-- TASK DIRECTIONS --
Lines before the one containing "query | lattice electricity pylon" are excluded; print that line and every line after it through the end of the material below, exactly.

-- SOURCE MATERIAL --
=== Section Start ===

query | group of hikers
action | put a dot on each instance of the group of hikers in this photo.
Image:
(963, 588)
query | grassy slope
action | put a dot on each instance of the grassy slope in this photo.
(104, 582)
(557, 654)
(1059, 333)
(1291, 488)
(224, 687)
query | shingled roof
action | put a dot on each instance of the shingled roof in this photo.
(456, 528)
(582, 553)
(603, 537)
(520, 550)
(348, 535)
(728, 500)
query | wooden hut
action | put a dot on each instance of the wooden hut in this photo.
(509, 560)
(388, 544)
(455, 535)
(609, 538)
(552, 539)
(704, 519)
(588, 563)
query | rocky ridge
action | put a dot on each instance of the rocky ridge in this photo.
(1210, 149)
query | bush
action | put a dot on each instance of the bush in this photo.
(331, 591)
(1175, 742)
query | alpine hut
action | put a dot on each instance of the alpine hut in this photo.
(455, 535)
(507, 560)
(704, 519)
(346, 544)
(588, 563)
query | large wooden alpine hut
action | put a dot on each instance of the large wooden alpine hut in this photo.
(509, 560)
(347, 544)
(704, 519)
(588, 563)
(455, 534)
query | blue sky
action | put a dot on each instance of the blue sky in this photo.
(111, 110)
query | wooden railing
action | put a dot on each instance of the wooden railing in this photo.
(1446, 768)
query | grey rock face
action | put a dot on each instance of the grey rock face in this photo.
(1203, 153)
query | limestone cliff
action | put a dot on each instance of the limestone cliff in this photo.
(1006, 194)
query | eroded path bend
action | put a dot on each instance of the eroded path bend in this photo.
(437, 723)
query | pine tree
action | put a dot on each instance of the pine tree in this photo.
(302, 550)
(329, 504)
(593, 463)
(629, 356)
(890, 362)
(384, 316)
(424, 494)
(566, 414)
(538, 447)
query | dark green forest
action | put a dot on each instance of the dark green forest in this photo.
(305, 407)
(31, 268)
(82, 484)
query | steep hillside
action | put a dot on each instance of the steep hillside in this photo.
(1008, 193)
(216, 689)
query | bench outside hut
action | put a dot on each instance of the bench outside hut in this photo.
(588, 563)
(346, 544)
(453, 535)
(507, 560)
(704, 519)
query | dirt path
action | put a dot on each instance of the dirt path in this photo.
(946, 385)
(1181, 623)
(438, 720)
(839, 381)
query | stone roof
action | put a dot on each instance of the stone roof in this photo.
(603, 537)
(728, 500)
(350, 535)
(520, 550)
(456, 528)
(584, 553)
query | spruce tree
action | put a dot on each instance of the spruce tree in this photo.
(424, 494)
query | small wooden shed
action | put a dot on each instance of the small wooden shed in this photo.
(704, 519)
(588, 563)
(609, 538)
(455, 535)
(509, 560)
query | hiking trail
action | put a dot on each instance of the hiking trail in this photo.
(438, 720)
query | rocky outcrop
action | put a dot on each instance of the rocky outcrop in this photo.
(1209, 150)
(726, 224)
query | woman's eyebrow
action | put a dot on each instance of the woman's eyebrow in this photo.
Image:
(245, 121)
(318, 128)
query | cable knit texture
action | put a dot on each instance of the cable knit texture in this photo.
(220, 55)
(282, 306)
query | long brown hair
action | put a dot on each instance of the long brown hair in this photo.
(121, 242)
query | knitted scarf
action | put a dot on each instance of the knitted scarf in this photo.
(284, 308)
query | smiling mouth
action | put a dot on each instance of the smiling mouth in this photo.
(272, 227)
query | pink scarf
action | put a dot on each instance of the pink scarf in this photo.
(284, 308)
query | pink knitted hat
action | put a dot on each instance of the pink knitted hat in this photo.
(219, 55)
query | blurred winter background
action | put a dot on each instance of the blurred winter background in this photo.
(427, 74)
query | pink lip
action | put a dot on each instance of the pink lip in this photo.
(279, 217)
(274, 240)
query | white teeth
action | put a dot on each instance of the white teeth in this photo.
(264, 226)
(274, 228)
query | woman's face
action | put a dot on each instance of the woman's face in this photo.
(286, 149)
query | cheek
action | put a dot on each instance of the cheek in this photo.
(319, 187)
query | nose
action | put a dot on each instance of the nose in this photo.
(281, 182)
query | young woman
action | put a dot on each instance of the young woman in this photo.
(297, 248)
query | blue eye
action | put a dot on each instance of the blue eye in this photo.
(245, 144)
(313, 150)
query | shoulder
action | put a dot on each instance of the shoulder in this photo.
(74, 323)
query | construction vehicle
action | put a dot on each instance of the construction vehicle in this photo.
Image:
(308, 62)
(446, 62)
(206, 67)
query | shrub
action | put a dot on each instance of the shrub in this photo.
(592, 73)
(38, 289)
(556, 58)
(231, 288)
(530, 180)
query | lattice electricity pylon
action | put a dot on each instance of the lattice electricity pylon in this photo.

=== Section End ===

-- OUTPUT OF THE TASK --
query | lattice electricity pylon
action | put a dot on each instance of the lattice electricity pylon in this photo.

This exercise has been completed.